Copy every one of the records below word for word, leaving each line unchanged.

## BEGIN GIVEN ENTRIES

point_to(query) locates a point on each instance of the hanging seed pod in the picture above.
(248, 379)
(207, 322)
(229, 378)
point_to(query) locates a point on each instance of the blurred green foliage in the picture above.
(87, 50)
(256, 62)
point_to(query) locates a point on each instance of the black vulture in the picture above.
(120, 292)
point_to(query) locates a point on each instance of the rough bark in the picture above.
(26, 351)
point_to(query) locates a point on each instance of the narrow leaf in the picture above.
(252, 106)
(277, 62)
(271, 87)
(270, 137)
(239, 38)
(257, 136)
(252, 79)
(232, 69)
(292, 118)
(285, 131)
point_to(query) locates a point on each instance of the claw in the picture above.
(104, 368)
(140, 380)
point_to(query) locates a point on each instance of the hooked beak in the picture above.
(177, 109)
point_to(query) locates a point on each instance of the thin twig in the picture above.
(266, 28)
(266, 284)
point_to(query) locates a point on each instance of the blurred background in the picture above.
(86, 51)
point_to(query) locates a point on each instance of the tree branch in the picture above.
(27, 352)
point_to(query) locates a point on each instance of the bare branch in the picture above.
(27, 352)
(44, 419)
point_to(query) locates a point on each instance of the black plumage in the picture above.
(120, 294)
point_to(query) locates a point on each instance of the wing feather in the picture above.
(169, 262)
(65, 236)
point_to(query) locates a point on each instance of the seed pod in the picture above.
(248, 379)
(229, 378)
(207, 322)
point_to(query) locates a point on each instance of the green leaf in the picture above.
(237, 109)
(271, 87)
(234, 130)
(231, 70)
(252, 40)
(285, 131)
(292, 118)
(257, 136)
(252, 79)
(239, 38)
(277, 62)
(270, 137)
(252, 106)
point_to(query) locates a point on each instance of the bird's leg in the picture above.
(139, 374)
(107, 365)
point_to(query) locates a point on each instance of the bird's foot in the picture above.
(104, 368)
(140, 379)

## END GIVEN ENTRIES

ANSWER FOR THE TASK -
point_to(query) locates a point on each instance of the hanging seed pod in the picture above.
(248, 379)
(207, 322)
(229, 378)
point_to(query) locates a point on each instance of the blurred green foliage in the picture above.
(87, 50)
(256, 62)
point_to(query) locates a point on each instance of the black vulture in the picture above.
(120, 292)
point_to(query) locates a point on each instance of the rough bark in the picture above.
(26, 351)
point_to(query) locates a point on each instance of the narrow leaf in the picture above.
(252, 106)
(277, 62)
(271, 87)
(270, 137)
(239, 38)
(257, 136)
(252, 79)
(232, 69)
(292, 118)
(285, 131)
point_to(query) locates a point on each instance of the claw in the picture above.
(104, 368)
(140, 380)
point_to(query) locates a point on each instance of the hooked beak in the picture above.
(177, 109)
point_to(query) locates a point on each instance of the thin twig in the picture above.
(266, 28)
(266, 284)
point_to(query) locates a point on each instance of the blurred background in the picture above.
(86, 51)
point_to(query) locates a point on each instance of the tree branch in the picture above.
(27, 352)
point_to(query) locates a point on each instance of the bare branch in the picture above.
(27, 352)
(44, 419)
point_to(query) locates a point on each instance of the black plumage in the picture above.
(120, 294)
point_to(query) locates a point on each instance of the wing feather in the picture above.
(169, 262)
(65, 236)
point_to(query) locates a point on each instance of the seed pod in the picture above.
(248, 379)
(229, 378)
(207, 322)
point_to(query) locates a point on each instance of the green leaf in the picture above.
(237, 109)
(271, 87)
(234, 130)
(231, 70)
(252, 40)
(285, 131)
(292, 118)
(257, 136)
(252, 79)
(239, 38)
(277, 62)
(270, 137)
(252, 106)
point_to(query) locates a point on each instance of the bird's leg in the picture above.
(139, 374)
(107, 365)
point_to(query) locates a point on each instance of the bird's foot in the picture above.
(104, 368)
(140, 379)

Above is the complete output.